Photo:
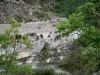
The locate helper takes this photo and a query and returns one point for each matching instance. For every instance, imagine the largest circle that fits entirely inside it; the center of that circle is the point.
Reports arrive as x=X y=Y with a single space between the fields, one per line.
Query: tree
x=87 y=22
x=9 y=40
---+---
Replace every "circle" in the rows above with "disk" and write the rows out again with nothing else changed. Leave the pictures out of your answer.

Photo:
The locate helper takes this photo and a query and returns one point for each matching instance. For every instance, imagine the largest disk that fits entirely inside it; the center of that disk is the point.
Reports arrive as x=X y=Y with a single space between the fields, one per line.
Query: tree
x=87 y=22
x=9 y=40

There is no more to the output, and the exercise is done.